§ **Information shown**:
◇ ◇ ◇ ◇ ◇ ◇ ◇
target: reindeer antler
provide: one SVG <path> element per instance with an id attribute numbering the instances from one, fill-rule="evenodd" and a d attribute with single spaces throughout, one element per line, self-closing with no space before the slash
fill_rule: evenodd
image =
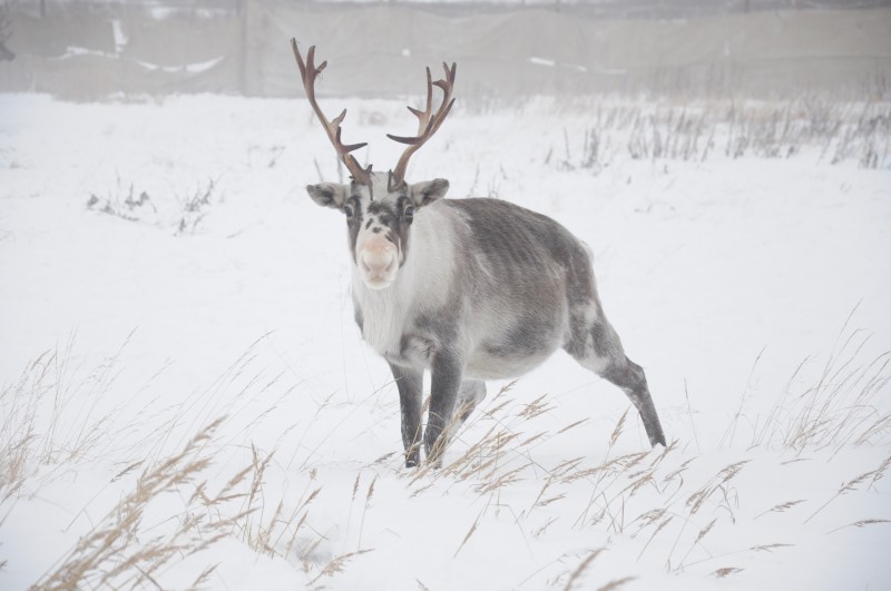
<path id="1" fill-rule="evenodd" d="M 322 121 L 329 139 L 337 151 L 337 156 L 341 157 L 341 160 L 356 183 L 371 186 L 371 165 L 369 165 L 368 168 L 362 168 L 355 157 L 350 154 L 353 150 L 368 146 L 368 142 L 344 145 L 341 141 L 341 124 L 343 122 L 343 118 L 346 117 L 346 109 L 343 109 L 334 119 L 329 120 L 319 107 L 319 102 L 315 100 L 315 79 L 322 73 L 322 70 L 325 69 L 327 61 L 323 61 L 316 68 L 315 46 L 312 46 L 310 51 L 306 52 L 306 62 L 304 62 L 303 57 L 300 55 L 300 49 L 297 49 L 297 40 L 293 37 L 291 38 L 291 49 L 294 50 L 294 57 L 297 60 L 297 66 L 300 66 L 300 75 L 303 79 L 303 88 L 306 90 L 306 98 L 310 99 L 310 105 L 313 106 L 315 115 L 319 117 L 319 120 Z"/>
<path id="2" fill-rule="evenodd" d="M 386 134 L 386 137 L 390 139 L 399 141 L 400 144 L 409 145 L 409 147 L 405 148 L 405 151 L 403 151 L 402 156 L 399 158 L 395 169 L 390 174 L 389 188 L 391 191 L 395 190 L 403 183 L 405 183 L 405 169 L 409 166 L 409 159 L 421 148 L 421 146 L 427 142 L 428 139 L 433 137 L 433 134 L 437 132 L 439 126 L 441 126 L 442 121 L 446 120 L 446 116 L 449 115 L 449 111 L 454 104 L 454 99 L 452 98 L 452 89 L 454 88 L 454 73 L 458 68 L 454 63 L 452 63 L 452 67 L 449 68 L 449 66 L 443 62 L 442 69 L 446 70 L 446 79 L 437 80 L 435 82 L 430 77 L 430 68 L 427 69 L 427 108 L 421 111 L 412 108 L 411 106 L 409 107 L 409 110 L 415 117 L 418 117 L 418 135 L 413 137 L 401 137 Z M 433 112 L 434 86 L 442 89 L 442 102 L 440 104 L 435 114 Z"/>

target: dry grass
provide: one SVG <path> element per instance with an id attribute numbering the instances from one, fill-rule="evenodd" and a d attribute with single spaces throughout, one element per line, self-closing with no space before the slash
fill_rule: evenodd
<path id="1" fill-rule="evenodd" d="M 846 351 L 852 343 L 858 342 L 844 339 L 839 351 Z M 861 351 L 853 346 L 852 353 Z M 118 415 L 97 422 L 89 413 L 66 414 L 74 408 L 66 397 L 71 388 L 65 385 L 70 372 L 63 358 L 65 355 L 57 354 L 40 357 L 0 398 L 8 411 L 0 430 L 7 444 L 0 463 L 3 471 L 0 504 L 6 500 L 14 501 L 26 490 L 26 484 L 35 489 L 36 483 L 30 480 L 35 466 L 70 466 L 71 462 L 95 456 L 97 450 L 108 449 L 106 440 L 94 433 L 107 426 L 114 429 Z M 251 355 L 246 355 L 234 364 L 206 395 L 214 397 L 221 388 L 227 387 L 238 393 L 266 387 L 264 384 L 270 383 L 266 378 L 248 371 L 249 358 Z M 765 435 L 762 449 L 780 443 L 781 449 L 787 449 L 785 442 L 794 441 L 800 447 L 793 450 L 829 449 L 834 453 L 862 444 L 866 432 L 872 435 L 866 436 L 865 443 L 883 441 L 884 432 L 871 430 L 874 422 L 864 422 L 850 404 L 833 406 L 834 401 L 825 404 L 823 397 L 814 397 L 814 392 L 832 398 L 846 395 L 856 386 L 858 393 L 850 395 L 862 403 L 869 400 L 861 394 L 864 388 L 870 396 L 878 396 L 887 386 L 887 378 L 881 375 L 884 365 L 859 364 L 851 354 L 835 354 L 833 358 L 841 361 L 828 364 L 820 386 L 809 390 L 807 396 L 796 398 L 810 401 L 810 412 L 802 413 L 799 408 L 792 412 L 789 406 L 773 411 L 771 424 L 784 424 L 789 433 L 809 435 L 787 439 L 786 431 L 783 437 Z M 868 375 L 864 368 L 869 370 Z M 90 374 L 89 384 L 101 391 L 102 384 L 114 383 L 117 371 L 115 363 L 104 364 Z M 238 381 L 243 384 L 232 385 Z M 707 449 L 705 456 L 698 452 L 691 454 L 688 447 L 682 447 L 677 441 L 665 449 L 627 453 L 626 440 L 631 437 L 627 433 L 629 423 L 637 421 L 629 408 L 617 418 L 611 432 L 604 433 L 601 457 L 555 456 L 548 450 L 577 446 L 562 445 L 561 441 L 577 441 L 578 429 L 586 421 L 555 425 L 549 396 L 518 402 L 512 397 L 513 387 L 515 384 L 509 384 L 484 401 L 464 425 L 450 426 L 454 441 L 441 469 L 425 464 L 405 471 L 401 467 L 402 455 L 393 453 L 366 466 L 374 470 L 370 477 L 364 479 L 361 473 L 355 479 L 351 476 L 347 490 L 341 492 L 350 508 L 343 521 L 349 532 L 351 520 L 355 520 L 354 531 L 350 536 L 351 548 L 343 548 L 346 551 L 342 553 L 330 551 L 323 533 L 325 528 L 320 529 L 320 520 L 313 515 L 313 508 L 324 490 L 315 467 L 304 462 L 296 469 L 303 480 L 298 494 L 287 494 L 277 485 L 270 486 L 270 482 L 287 481 L 287 469 L 276 462 L 278 453 L 255 445 L 242 450 L 245 461 L 239 461 L 236 469 L 212 473 L 210 459 L 226 445 L 217 436 L 225 421 L 204 420 L 206 426 L 197 429 L 197 434 L 185 440 L 175 453 L 160 453 L 158 450 L 165 449 L 164 445 L 150 444 L 144 446 L 151 450 L 150 454 L 121 462 L 115 480 L 119 485 L 131 482 L 131 487 L 35 588 L 163 587 L 172 565 L 183 556 L 188 560 L 185 568 L 194 571 L 189 578 L 192 587 L 212 584 L 217 571 L 204 556 L 209 556 L 206 551 L 224 539 L 238 540 L 262 555 L 285 559 L 305 573 L 310 585 L 324 584 L 346 572 L 351 561 L 372 551 L 366 548 L 368 542 L 363 543 L 363 540 L 371 540 L 370 545 L 375 543 L 365 518 L 375 504 L 392 502 L 381 492 L 381 485 L 384 485 L 383 491 L 392 492 L 386 481 L 392 484 L 393 479 L 404 480 L 408 500 L 420 495 L 428 499 L 467 495 L 477 500 L 476 514 L 468 516 L 468 523 L 448 550 L 452 560 L 469 560 L 470 548 L 490 543 L 490 525 L 499 522 L 501 513 L 501 519 L 509 515 L 525 539 L 532 534 L 529 540 L 545 542 L 560 532 L 584 532 L 606 544 L 575 564 L 566 564 L 564 560 L 568 562 L 572 556 L 577 560 L 577 553 L 566 554 L 549 567 L 551 584 L 565 589 L 620 589 L 633 579 L 617 578 L 614 570 L 609 573 L 613 577 L 603 577 L 597 584 L 582 583 L 582 579 L 594 578 L 597 569 L 591 565 L 603 549 L 610 548 L 613 539 L 634 544 L 638 561 L 663 563 L 669 572 L 725 578 L 741 573 L 761 554 L 782 553 L 792 545 L 789 540 L 766 536 L 774 525 L 772 521 L 787 519 L 800 525 L 807 524 L 830 504 L 845 502 L 842 498 L 874 489 L 891 467 L 891 456 L 887 456 L 873 470 L 848 477 L 829 498 L 809 501 L 790 495 L 786 500 L 777 499 L 767 509 L 761 506 L 752 511 L 740 501 L 750 485 L 740 481 L 757 466 L 747 456 L 750 450 L 724 450 L 719 452 L 725 460 L 721 464 L 708 459 Z M 793 398 L 784 398 L 785 404 L 790 400 Z M 199 415 L 206 416 L 214 407 L 199 405 Z M 237 412 L 237 407 L 228 408 Z M 745 415 L 744 406 L 741 411 L 741 415 Z M 785 416 L 783 413 L 791 422 L 780 421 Z M 87 422 L 75 429 L 78 417 Z M 316 420 L 321 418 L 312 417 L 313 422 Z M 804 429 L 815 424 L 821 426 Z M 856 429 L 852 429 L 854 424 Z M 542 425 L 550 425 L 550 429 Z M 175 439 L 167 431 L 150 433 L 165 441 Z M 705 446 L 705 442 L 701 445 Z M 133 444 L 127 447 L 128 454 L 133 449 Z M 292 457 L 287 465 L 295 463 L 300 462 Z M 389 472 L 388 464 L 392 464 Z M 882 515 L 866 518 L 842 524 L 830 522 L 821 525 L 821 531 L 882 526 L 889 521 Z M 757 521 L 760 519 L 762 521 Z M 738 520 L 748 520 L 750 526 L 763 524 L 765 539 L 754 543 L 741 541 L 738 548 L 727 551 L 726 541 L 733 539 L 733 525 Z M 718 542 L 723 548 L 714 552 L 712 546 Z M 732 562 L 728 556 L 734 556 Z M 559 568 L 556 564 L 562 564 L 565 570 L 555 577 L 552 570 Z M 178 568 L 182 574 L 184 567 Z"/>
<path id="2" fill-rule="evenodd" d="M 552 108 L 585 115 L 581 131 L 564 130 L 545 164 L 598 173 L 614 161 L 705 161 L 709 158 L 792 158 L 805 151 L 835 165 L 891 166 L 891 104 L 805 96 L 756 100 L 560 99 Z M 559 156 L 556 156 L 559 154 Z"/>

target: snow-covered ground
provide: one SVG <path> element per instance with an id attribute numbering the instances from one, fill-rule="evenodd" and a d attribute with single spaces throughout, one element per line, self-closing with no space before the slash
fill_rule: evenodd
<path id="1" fill-rule="evenodd" d="M 457 107 L 410 177 L 591 246 L 672 443 L 558 354 L 430 471 L 304 101 L 0 96 L 0 588 L 888 589 L 889 112 Z"/>

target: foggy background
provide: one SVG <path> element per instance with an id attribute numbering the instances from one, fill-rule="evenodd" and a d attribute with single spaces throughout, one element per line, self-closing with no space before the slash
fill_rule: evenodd
<path id="1" fill-rule="evenodd" d="M 320 47 L 320 95 L 390 98 L 456 61 L 462 100 L 595 91 L 887 98 L 888 0 L 314 2 L 7 0 L 0 91 L 302 95 L 288 40 Z M 438 66 L 437 66 L 438 68 Z M 413 72 L 417 76 L 407 76 Z M 435 72 L 434 72 L 435 73 Z"/>

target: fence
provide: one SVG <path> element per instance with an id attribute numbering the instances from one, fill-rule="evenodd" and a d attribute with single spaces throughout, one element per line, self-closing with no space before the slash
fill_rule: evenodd
<path id="1" fill-rule="evenodd" d="M 891 7 L 839 6 L 166 0 L 43 3 L 41 12 L 32 1 L 13 4 L 8 46 L 17 58 L 0 62 L 0 91 L 297 96 L 288 47 L 296 37 L 304 48 L 319 45 L 336 71 L 320 87 L 327 95 L 417 93 L 423 67 L 448 60 L 459 63 L 464 97 L 829 90 L 888 98 Z"/>

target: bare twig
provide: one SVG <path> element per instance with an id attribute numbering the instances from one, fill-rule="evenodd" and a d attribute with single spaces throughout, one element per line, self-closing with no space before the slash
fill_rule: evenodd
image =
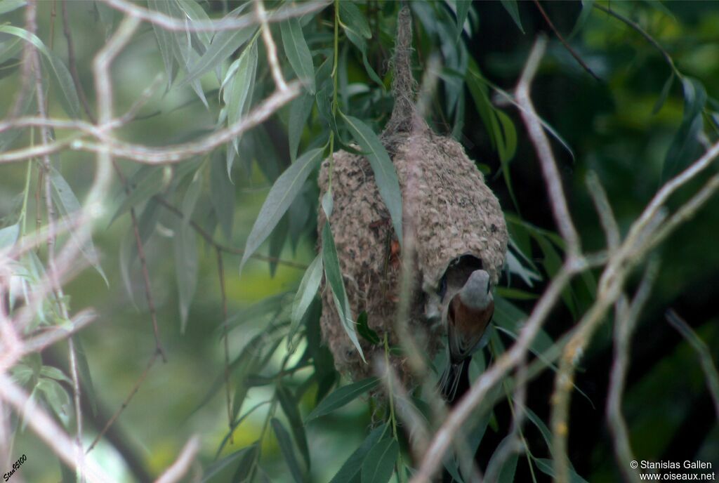
<path id="1" fill-rule="evenodd" d="M 116 157 L 123 157 L 144 164 L 178 162 L 198 155 L 209 152 L 218 146 L 232 141 L 245 131 L 264 122 L 278 109 L 297 96 L 300 92 L 300 86 L 299 81 L 297 80 L 289 83 L 286 90 L 272 94 L 237 122 L 198 141 L 156 148 L 124 142 L 109 137 L 102 131 L 93 129 L 91 134 L 96 137 L 97 142 L 85 141 L 75 137 L 71 139 L 56 141 L 46 146 L 7 151 L 0 155 L 0 164 L 14 162 L 30 157 L 50 155 L 67 147 L 77 151 L 86 151 Z M 102 88 L 106 88 L 104 86 Z M 103 93 L 102 91 L 97 88 L 96 90 L 99 93 L 99 98 L 106 96 L 106 93 Z M 101 96 L 101 93 L 103 94 Z M 111 123 L 110 116 L 104 120 L 101 119 L 100 121 L 100 128 L 103 130 L 109 126 L 114 126 Z M 83 124 L 78 124 L 78 125 L 82 126 Z M 10 126 L 14 126 L 14 124 L 11 121 Z"/>
<path id="2" fill-rule="evenodd" d="M 612 211 L 612 206 L 607 198 L 607 193 L 604 190 L 599 177 L 594 171 L 590 171 L 587 174 L 587 188 L 592 195 L 592 201 L 594 207 L 599 214 L 599 221 L 602 224 L 602 228 L 607 236 L 607 246 L 612 252 L 619 248 L 619 243 L 621 236 L 619 234 L 619 226 L 617 225 L 617 220 L 614 217 L 614 212 Z"/>
<path id="3" fill-rule="evenodd" d="M 579 256 L 581 249 L 579 235 L 572 222 L 572 217 L 567 207 L 564 190 L 562 186 L 562 180 L 557 168 L 557 162 L 551 152 L 549 140 L 547 139 L 541 125 L 536 121 L 538 116 L 529 98 L 529 86 L 536 73 L 537 68 L 539 67 L 539 62 L 544 54 L 546 46 L 546 40 L 544 37 L 539 37 L 534 43 L 522 73 L 522 77 L 517 85 L 516 95 L 517 101 L 523 108 L 521 110 L 522 119 L 536 150 L 542 174 L 544 176 L 544 183 L 546 184 L 547 193 L 551 203 L 554 221 L 557 222 L 562 237 L 567 243 L 567 256 L 571 259 Z"/>
<path id="4" fill-rule="evenodd" d="M 23 415 L 24 420 L 53 453 L 70 466 L 75 465 L 75 446 L 70 436 L 38 406 L 35 398 L 29 397 L 12 378 L 4 374 L 0 374 L 0 398 L 14 408 L 18 414 Z M 85 462 L 83 476 L 90 482 L 110 483 L 115 481 L 91 459 Z"/>
<path id="5" fill-rule="evenodd" d="M 515 344 L 472 384 L 469 392 L 460 400 L 435 433 L 429 448 L 425 452 L 422 464 L 412 479 L 413 483 L 429 482 L 431 480 L 432 475 L 441 464 L 444 453 L 455 434 L 462 427 L 464 421 L 474 413 L 477 406 L 484 400 L 489 390 L 521 361 L 572 275 L 580 272 L 584 267 L 585 265 L 581 263 L 570 267 L 565 265 L 557 272 L 534 305 Z"/>
<path id="6" fill-rule="evenodd" d="M 572 57 L 574 58 L 574 60 L 576 60 L 577 63 L 582 66 L 582 68 L 586 70 L 590 75 L 593 77 L 595 80 L 601 82 L 602 80 L 599 78 L 599 76 L 597 75 L 597 74 L 594 73 L 592 69 L 589 68 L 589 65 L 587 65 L 585 63 L 585 61 L 582 59 L 582 58 L 580 57 L 580 55 L 577 54 L 574 51 L 574 50 L 572 48 L 572 46 L 569 45 L 569 44 L 566 40 L 564 40 L 564 37 L 562 36 L 562 34 L 559 33 L 559 31 L 557 29 L 556 27 L 554 27 L 554 24 L 551 22 L 551 19 L 549 18 L 549 16 L 546 14 L 546 12 L 544 12 L 544 9 L 542 8 L 541 4 L 539 3 L 539 0 L 534 0 L 534 4 L 537 6 L 537 9 L 539 10 L 539 13 L 541 13 L 541 16 L 544 17 L 544 20 L 546 21 L 547 24 L 549 25 L 549 28 L 551 29 L 551 31 L 554 32 L 554 34 L 557 35 L 557 37 L 559 39 L 559 42 L 562 42 L 562 45 L 564 46 L 564 48 L 567 49 L 570 54 L 572 54 Z"/>
<path id="7" fill-rule="evenodd" d="M 130 188 L 127 184 L 124 175 L 120 170 L 119 167 L 115 160 L 112 160 L 112 166 L 117 173 L 118 178 L 124 186 L 125 193 L 128 196 L 130 195 Z M 160 339 L 160 328 L 157 326 L 157 310 L 155 307 L 155 299 L 152 298 L 152 286 L 150 282 L 150 271 L 147 270 L 147 261 L 145 256 L 145 249 L 142 247 L 142 238 L 139 234 L 139 228 L 137 223 L 137 215 L 135 213 L 134 206 L 130 208 L 130 221 L 132 224 L 132 234 L 134 236 L 135 246 L 137 247 L 137 257 L 139 259 L 140 270 L 142 272 L 142 282 L 145 285 L 145 298 L 147 301 L 147 308 L 150 310 L 150 318 L 152 323 L 152 333 L 155 334 L 155 346 L 157 351 L 162 358 L 162 362 L 168 362 L 167 355 L 162 350 L 162 344 Z"/>
<path id="8" fill-rule="evenodd" d="M 190 465 L 195 459 L 197 452 L 200 450 L 200 438 L 193 436 L 183 448 L 180 456 L 178 456 L 171 466 L 167 469 L 162 476 L 155 480 L 155 483 L 175 483 L 179 482 L 185 474 L 187 473 Z"/>
<path id="9" fill-rule="evenodd" d="M 234 443 L 234 436 L 232 436 L 232 405 L 230 401 L 229 342 L 227 340 L 227 324 L 224 323 L 225 321 L 227 320 L 227 294 L 225 292 L 224 264 L 222 263 L 222 250 L 216 247 L 215 253 L 217 254 L 217 277 L 220 280 L 220 295 L 222 298 L 222 340 L 224 343 L 225 402 L 227 405 L 227 424 L 230 429 L 229 442 L 232 444 Z"/>
<path id="10" fill-rule="evenodd" d="M 125 397 L 125 400 L 122 402 L 122 404 L 120 405 L 120 407 L 117 409 L 116 411 L 115 411 L 115 413 L 113 414 L 112 416 L 110 418 L 110 419 L 107 420 L 107 423 L 105 423 L 105 426 L 102 428 L 102 431 L 101 431 L 98 433 L 98 435 L 95 437 L 95 439 L 93 439 L 93 442 L 90 444 L 89 447 L 88 447 L 88 451 L 87 451 L 88 453 L 89 453 L 93 450 L 93 448 L 97 444 L 98 441 L 99 441 L 102 438 L 105 433 L 107 432 L 107 430 L 109 429 L 110 426 L 111 426 L 112 424 L 115 422 L 115 420 L 117 419 L 117 418 L 120 415 L 122 411 L 124 410 L 125 408 L 127 407 L 127 405 L 129 404 L 130 400 L 132 400 L 134 395 L 137 394 L 137 391 L 139 390 L 139 387 L 142 385 L 143 381 L 145 381 L 145 378 L 147 377 L 147 374 L 150 374 L 150 369 L 151 369 L 152 368 L 152 366 L 155 365 L 155 362 L 157 360 L 158 355 L 160 355 L 160 351 L 155 350 L 155 353 L 153 353 L 152 356 L 150 358 L 150 362 L 147 363 L 147 366 L 145 368 L 145 370 L 142 371 L 142 374 L 140 374 L 139 379 L 137 380 L 134 385 L 132 387 L 132 389 L 130 390 L 129 394 L 128 394 L 127 397 Z"/>
<path id="11" fill-rule="evenodd" d="M 624 294 L 620 296 L 615 304 L 614 360 L 612 362 L 609 392 L 607 395 L 607 420 L 614 435 L 614 452 L 617 462 L 624 479 L 630 482 L 637 482 L 638 478 L 636 472 L 631 471 L 630 466 L 634 456 L 629 443 L 626 422 L 622 415 L 621 403 L 629 364 L 629 346 L 632 334 L 639 313 L 649 298 L 658 272 L 658 262 L 650 263 L 644 271 L 644 276 L 631 305 L 630 305 Z"/>
<path id="12" fill-rule="evenodd" d="M 53 17 L 55 7 L 55 4 L 53 4 Z M 27 31 L 32 34 L 34 34 L 37 29 L 35 18 L 37 10 L 35 3 L 34 1 L 29 2 L 27 7 L 25 9 L 25 16 L 26 22 L 27 24 Z M 51 22 L 51 27 L 53 25 L 54 22 Z M 47 99 L 45 97 L 45 90 L 42 88 L 42 71 L 40 69 L 40 54 L 37 52 L 37 48 L 33 49 L 31 52 L 31 56 L 35 73 L 35 97 L 37 101 L 37 111 L 41 118 L 47 118 Z M 47 146 L 50 142 L 50 133 L 47 127 L 44 126 L 40 128 L 40 139 L 43 146 Z M 47 226 L 49 227 L 48 233 L 50 234 L 47 237 L 47 266 L 49 268 L 47 277 L 50 280 L 50 285 L 52 287 L 52 292 L 57 299 L 58 306 L 60 308 L 60 316 L 64 320 L 67 321 L 69 320 L 70 316 L 68 314 L 67 305 L 65 303 L 65 295 L 63 293 L 63 288 L 58 280 L 58 265 L 55 263 L 55 238 L 54 233 L 55 213 L 55 206 L 52 203 L 52 187 L 50 178 L 52 166 L 50 165 L 49 155 L 43 156 L 42 165 L 45 169 L 45 208 L 47 212 Z M 72 380 L 73 400 L 75 405 L 75 439 L 76 448 L 73 466 L 75 467 L 78 477 L 81 477 L 83 473 L 83 468 L 85 466 L 85 461 L 83 457 L 83 413 L 82 406 L 80 404 L 80 377 L 78 373 L 77 354 L 75 354 L 75 344 L 72 337 L 68 338 L 68 344 L 70 356 L 70 375 Z M 81 478 L 80 479 L 81 481 Z"/>
<path id="13" fill-rule="evenodd" d="M 649 34 L 648 34 L 646 30 L 639 27 L 638 24 L 637 24 L 636 22 L 633 22 L 628 19 L 621 14 L 615 12 L 614 10 L 608 9 L 603 5 L 600 5 L 599 4 L 592 4 L 592 6 L 597 9 L 597 10 L 600 10 L 604 13 L 613 17 L 618 20 L 623 22 L 625 24 L 626 24 L 631 28 L 636 30 L 642 37 L 646 39 L 647 42 L 654 45 L 656 48 L 656 50 L 661 53 L 661 56 L 664 58 L 664 60 L 667 62 L 667 64 L 669 64 L 669 67 L 672 68 L 672 70 L 674 72 L 674 73 L 681 76 L 681 73 L 677 69 L 677 67 L 674 64 L 674 60 L 672 60 L 672 56 L 669 55 L 669 52 L 667 52 L 664 47 L 661 47 L 659 42 L 656 42 L 656 40 L 655 40 L 654 38 L 651 37 L 651 35 L 649 35 Z"/>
◇ ◇ ◇ ◇ ◇ ◇ ◇
§ **What is expected**:
Return every line of the records above that contains the string "target".

§ **The result**:
target: reindeer antler
target: dry grass
target: snow-covered ground
target: foggy background
target: fence
target: bare twig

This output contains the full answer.